**Task instructions**:
1 – List the stages of group development that the blog post on team growth names.
2 – Pull out every row that contains the string "ceiling", and copy each of those rows in full.

**Document text**:

• Forming, Storming, Norming, Performing…


    So, I have been in social situations with fellow managers and have brought up the topic of group development and the model of ‘storming, norming, and performing,’ and no one knew what I was talking about.  So I figure it’s a fun topic to blog about.

    ModCloth has been growing our San Francisco presence very rapidly.  When I first got here in March, it was just me.  Literally.  Today, about 3 months later, we now have more than 20 people in the office!  Something that has fascinated me since we started adding new members to the team was the dynamics of the group, and how they changed as more people were added to the team.

    Sometime in business school, I learned about Bruce Tuckman’s stages of group development: Forming, Storming, Norming, and Performing.  Other than sounding cool and rhyming, I wondered if these stages actually had any meaning in real life.  (I wondered this about a lot of the stuff I learned at business school.)

    But now that I have had the opportunity to grow a team faster than I ever had in the past, I am starting to get what Tuckman was talking about.   While I am not an organizational behavior expert, I do feel like I have seen some of the characteristics of these stages during our growth here in San Francisco.

    1. Forming: The first stage of team building.

    In this stage, Tuckman describes members of the team as being on their best behavior.  People are trying to be accepted by the team and get to know other folks at the same time.   There is a general sense of avoidance of conflict for this reason.  People work mostly independently because they don’t know other people well yet.  Because people are avoiding conflict and working independently, not much gets done during this phase, according to Tuckman.

    I definitely feel like I have seen some characteristics of our early team that resemble this behavior.  Early on, people didn’t know what to expect from one another, so they focused mostly on their ‘own deliverables.’  They didn’t quite collaborate on anything, and they were still getting to know eachother.

    2.  Storming: Competing ideas rise to the surface.

    In this second phase, the team starts to put out competing ideas for consideration.  This is not only for the tasks/initiatives at hand, but its also for agreeing on the leadership and decision-making model the team will use.   This is the phase that people who dislike conflict will be the most uncomfortable with.  According to Tuckman, some teams will never actually leave this phase, depending on the maturity of the team and the willingness of members to give up their original ideas.

    This is a facinating phase description to me, becuase I feel like I totally get it.  This resembles the stage that we were most recently (and may still be) in.  We have people from excellent backgrounds at exciting companies who have just joined the ranks and have a lot of ideas about how we should do things here.  Similarly, we have some people who have years of experience in this organization who have opinions about what works and what doesn’t.  It takes a lot of time for these ideas to come out and for the team to take the best from each.

**Entries supplied**:
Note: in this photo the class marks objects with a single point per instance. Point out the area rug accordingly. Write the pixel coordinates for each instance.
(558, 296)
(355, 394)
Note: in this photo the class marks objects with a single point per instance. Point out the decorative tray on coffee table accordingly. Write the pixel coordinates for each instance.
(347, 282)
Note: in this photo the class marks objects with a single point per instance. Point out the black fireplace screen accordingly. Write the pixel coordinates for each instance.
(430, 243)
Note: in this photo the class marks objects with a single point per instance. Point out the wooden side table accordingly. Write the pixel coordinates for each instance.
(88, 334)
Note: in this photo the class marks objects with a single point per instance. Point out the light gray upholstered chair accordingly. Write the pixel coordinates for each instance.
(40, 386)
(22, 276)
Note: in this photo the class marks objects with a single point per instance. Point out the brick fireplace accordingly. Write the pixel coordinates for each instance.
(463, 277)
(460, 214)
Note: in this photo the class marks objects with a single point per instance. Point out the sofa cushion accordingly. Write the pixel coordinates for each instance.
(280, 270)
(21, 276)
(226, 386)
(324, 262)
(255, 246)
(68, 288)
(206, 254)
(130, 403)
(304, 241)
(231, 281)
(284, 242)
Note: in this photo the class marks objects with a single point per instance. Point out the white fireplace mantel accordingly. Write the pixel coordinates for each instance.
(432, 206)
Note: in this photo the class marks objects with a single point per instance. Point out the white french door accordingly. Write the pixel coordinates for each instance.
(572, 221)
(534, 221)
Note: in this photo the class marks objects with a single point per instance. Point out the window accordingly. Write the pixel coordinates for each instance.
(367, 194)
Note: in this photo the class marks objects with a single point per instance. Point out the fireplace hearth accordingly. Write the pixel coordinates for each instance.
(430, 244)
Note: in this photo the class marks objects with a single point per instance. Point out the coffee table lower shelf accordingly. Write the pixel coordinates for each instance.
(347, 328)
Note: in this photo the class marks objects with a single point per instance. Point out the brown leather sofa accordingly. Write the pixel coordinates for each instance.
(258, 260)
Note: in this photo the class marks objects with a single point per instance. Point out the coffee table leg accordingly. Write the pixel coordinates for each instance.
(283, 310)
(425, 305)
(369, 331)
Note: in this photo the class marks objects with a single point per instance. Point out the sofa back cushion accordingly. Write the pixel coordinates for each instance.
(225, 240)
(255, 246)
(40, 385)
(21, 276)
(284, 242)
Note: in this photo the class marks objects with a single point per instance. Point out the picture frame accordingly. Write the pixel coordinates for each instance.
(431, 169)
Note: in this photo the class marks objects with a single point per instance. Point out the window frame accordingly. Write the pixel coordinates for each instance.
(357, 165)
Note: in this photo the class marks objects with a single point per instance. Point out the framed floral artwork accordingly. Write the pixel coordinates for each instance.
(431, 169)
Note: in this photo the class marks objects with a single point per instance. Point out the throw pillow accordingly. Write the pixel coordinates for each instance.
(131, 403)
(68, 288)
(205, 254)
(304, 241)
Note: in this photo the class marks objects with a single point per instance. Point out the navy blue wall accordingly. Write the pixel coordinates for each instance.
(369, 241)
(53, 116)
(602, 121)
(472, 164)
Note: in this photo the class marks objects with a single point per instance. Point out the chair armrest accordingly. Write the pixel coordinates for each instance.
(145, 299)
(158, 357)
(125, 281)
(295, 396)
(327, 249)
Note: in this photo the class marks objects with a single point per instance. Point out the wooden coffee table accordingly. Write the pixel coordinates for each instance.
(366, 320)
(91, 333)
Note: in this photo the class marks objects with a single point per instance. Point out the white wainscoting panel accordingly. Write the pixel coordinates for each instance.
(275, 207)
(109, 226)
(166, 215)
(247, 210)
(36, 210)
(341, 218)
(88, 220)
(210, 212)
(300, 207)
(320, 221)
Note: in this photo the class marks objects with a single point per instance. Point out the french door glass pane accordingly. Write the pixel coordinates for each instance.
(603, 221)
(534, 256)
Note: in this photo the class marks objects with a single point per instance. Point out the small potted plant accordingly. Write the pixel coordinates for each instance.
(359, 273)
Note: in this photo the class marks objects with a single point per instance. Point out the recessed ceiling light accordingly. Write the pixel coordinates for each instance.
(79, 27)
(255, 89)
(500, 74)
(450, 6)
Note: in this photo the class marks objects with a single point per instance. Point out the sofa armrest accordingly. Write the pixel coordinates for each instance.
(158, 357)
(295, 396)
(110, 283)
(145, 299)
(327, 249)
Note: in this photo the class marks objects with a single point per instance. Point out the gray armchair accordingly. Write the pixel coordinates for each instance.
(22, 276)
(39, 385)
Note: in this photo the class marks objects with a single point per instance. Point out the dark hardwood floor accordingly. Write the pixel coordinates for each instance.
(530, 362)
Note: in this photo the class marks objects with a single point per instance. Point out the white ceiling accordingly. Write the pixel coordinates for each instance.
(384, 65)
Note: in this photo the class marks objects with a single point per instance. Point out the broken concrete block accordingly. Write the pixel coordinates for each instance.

**Expected answers**:
1 – Forming, Storming, Norming, Performing

2 –
Note: in this photo the class marks objects with a single point per instance. Point out the recessed ceiling light accordingly. Write the pixel coordinates for each instance.
Note: in this photo the class marks objects with a single point per instance. Point out the white ceiling accordingly. Write the pixel coordinates for each instance.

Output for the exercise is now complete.